**Work instruction:** Pull each line with the string "suit" from the entries.

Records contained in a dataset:
'''

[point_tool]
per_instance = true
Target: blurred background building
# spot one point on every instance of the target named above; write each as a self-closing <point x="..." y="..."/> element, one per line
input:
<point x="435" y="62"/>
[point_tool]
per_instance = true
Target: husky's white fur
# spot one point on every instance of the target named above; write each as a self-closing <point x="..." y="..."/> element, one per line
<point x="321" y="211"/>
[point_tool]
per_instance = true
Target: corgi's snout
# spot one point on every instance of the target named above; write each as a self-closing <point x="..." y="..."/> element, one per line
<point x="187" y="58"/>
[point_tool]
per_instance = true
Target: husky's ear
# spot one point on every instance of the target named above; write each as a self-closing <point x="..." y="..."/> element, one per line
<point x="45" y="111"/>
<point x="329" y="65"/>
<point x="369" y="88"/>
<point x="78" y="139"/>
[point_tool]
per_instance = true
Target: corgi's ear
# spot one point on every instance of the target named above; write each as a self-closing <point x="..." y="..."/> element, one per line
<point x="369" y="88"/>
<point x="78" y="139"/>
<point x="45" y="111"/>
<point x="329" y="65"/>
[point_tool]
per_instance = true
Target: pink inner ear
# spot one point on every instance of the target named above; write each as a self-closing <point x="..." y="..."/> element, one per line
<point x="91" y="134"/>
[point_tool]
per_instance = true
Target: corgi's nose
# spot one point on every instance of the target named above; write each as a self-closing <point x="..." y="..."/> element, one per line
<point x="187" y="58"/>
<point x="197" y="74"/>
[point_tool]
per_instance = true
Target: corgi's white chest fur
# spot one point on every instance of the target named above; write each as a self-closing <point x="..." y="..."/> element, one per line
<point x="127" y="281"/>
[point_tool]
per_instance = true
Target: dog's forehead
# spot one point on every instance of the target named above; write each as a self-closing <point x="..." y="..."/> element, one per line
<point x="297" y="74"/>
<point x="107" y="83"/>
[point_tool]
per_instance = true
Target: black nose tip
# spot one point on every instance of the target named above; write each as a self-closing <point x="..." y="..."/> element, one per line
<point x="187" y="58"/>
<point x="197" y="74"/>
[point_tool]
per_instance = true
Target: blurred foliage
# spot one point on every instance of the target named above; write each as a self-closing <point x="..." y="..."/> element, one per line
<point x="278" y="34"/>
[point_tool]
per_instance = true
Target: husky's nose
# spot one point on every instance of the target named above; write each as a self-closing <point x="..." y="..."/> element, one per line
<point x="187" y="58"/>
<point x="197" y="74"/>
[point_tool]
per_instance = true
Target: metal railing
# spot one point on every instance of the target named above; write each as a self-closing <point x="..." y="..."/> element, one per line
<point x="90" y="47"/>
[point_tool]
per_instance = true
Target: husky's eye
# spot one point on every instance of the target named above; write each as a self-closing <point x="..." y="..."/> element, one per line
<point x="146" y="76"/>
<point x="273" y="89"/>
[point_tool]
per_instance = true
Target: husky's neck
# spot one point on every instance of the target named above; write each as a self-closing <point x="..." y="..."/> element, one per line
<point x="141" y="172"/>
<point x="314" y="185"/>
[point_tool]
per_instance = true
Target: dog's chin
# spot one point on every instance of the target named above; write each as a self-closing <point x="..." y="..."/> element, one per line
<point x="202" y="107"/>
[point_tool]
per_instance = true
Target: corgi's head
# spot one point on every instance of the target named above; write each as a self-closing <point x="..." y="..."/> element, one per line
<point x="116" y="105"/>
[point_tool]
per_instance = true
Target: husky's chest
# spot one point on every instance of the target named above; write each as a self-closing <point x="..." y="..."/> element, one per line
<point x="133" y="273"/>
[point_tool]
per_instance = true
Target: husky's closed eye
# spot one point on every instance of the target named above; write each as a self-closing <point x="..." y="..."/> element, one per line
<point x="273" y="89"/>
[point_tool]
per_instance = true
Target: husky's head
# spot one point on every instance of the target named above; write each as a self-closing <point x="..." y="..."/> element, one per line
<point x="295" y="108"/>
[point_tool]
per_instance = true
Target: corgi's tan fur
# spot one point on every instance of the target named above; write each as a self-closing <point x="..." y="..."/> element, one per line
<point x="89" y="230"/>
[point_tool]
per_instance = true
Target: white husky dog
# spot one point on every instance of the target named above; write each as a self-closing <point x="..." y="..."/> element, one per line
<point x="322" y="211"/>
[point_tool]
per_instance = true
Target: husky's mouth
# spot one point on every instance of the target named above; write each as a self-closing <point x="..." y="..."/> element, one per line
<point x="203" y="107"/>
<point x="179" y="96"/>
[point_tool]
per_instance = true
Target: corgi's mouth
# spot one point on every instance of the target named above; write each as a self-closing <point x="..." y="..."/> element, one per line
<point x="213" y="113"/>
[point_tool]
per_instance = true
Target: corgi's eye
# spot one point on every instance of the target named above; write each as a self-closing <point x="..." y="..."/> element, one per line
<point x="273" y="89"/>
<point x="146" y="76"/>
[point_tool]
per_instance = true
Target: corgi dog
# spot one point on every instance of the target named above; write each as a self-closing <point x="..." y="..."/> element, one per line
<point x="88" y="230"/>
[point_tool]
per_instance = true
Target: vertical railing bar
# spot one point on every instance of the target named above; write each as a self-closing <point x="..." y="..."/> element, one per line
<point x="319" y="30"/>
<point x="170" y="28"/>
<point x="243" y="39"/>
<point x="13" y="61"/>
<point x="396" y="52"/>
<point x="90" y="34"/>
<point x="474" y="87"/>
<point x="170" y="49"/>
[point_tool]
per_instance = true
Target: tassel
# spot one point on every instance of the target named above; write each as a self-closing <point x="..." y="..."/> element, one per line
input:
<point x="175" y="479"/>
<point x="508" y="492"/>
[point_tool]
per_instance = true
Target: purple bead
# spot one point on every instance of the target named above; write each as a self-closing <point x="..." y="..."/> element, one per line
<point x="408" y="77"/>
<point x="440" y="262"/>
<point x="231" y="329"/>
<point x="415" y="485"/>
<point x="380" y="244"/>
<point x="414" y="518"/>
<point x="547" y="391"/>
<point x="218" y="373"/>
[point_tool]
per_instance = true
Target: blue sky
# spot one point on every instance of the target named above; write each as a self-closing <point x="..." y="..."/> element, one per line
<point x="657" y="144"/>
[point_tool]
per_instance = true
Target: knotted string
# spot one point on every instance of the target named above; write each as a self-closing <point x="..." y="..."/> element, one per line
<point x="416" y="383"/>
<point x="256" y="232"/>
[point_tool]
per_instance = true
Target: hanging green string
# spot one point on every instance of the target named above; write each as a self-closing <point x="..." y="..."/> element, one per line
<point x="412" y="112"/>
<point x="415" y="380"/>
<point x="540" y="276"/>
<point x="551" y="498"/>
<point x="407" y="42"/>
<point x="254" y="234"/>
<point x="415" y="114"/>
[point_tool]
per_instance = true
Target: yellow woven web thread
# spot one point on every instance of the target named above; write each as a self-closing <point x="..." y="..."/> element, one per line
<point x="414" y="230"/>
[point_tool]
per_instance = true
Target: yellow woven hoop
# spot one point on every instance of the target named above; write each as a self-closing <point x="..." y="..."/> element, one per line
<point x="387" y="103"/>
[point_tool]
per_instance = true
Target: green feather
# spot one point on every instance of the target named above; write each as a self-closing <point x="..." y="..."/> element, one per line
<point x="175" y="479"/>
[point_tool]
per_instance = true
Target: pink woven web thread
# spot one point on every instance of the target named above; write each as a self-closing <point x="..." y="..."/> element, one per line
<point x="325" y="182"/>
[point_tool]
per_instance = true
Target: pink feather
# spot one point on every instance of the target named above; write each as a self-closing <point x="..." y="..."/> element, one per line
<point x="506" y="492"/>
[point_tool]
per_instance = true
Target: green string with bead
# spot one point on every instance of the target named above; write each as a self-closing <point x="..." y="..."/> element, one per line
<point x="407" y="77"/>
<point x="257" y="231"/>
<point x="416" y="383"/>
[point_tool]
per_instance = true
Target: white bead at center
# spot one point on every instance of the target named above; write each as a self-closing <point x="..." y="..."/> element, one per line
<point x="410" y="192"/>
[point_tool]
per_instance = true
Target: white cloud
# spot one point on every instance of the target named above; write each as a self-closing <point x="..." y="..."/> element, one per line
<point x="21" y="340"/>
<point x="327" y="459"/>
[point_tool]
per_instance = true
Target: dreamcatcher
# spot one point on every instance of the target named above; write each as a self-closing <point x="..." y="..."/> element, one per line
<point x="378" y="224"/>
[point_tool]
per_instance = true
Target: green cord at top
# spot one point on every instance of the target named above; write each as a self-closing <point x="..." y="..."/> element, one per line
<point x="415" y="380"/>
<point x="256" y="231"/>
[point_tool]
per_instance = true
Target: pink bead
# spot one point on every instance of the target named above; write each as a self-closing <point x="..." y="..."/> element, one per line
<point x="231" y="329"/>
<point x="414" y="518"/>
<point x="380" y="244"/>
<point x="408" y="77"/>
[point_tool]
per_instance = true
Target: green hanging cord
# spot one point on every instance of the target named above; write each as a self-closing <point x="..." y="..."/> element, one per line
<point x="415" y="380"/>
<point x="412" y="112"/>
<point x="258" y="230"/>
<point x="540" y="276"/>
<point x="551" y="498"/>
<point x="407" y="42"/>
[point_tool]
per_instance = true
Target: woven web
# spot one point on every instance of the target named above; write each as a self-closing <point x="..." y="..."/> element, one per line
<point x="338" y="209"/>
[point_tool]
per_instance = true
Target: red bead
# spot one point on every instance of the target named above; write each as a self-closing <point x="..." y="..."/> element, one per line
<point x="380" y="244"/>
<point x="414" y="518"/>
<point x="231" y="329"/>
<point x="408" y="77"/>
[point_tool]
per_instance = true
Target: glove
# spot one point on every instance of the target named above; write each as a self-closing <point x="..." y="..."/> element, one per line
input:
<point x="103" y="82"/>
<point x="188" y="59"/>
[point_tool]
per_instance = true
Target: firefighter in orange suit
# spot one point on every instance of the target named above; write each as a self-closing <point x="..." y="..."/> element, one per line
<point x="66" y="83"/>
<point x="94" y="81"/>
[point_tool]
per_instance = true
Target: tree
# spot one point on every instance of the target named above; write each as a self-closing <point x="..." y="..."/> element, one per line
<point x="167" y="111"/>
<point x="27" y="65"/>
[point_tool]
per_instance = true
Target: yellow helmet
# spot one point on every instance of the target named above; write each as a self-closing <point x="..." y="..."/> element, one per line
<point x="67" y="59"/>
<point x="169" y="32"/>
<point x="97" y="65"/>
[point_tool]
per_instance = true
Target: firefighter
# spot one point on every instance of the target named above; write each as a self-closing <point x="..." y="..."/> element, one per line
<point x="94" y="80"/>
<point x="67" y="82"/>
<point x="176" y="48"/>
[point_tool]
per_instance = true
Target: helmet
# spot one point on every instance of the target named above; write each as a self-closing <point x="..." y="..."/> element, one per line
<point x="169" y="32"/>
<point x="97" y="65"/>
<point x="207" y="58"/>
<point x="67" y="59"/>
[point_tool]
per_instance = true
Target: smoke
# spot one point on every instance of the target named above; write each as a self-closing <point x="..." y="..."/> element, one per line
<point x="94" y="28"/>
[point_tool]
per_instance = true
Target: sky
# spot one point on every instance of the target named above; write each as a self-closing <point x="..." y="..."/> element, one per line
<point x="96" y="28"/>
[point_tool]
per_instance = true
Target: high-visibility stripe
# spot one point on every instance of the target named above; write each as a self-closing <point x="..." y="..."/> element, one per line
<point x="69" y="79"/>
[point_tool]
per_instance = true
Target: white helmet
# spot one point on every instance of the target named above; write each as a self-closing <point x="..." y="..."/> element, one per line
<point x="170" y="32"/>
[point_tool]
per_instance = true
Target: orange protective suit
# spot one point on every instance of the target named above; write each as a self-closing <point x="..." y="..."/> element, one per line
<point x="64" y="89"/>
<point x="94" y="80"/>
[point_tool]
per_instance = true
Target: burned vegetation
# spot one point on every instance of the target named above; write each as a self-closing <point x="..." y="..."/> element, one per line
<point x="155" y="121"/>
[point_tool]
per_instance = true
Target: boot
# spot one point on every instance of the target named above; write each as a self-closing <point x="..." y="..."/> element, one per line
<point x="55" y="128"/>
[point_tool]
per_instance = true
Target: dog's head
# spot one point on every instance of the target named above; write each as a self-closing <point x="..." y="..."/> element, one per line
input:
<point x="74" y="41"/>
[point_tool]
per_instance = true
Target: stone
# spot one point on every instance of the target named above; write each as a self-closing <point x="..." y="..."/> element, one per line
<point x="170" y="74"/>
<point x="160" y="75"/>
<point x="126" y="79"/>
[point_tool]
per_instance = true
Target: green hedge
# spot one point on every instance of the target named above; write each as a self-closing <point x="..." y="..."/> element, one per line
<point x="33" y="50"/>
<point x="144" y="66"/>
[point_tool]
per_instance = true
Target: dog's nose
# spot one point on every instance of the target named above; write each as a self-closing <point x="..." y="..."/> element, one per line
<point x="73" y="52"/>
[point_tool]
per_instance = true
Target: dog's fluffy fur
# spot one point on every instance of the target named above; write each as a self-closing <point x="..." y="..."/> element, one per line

'''

**Written answer:**
Target: firefighter in orange suit
Target: orange protective suit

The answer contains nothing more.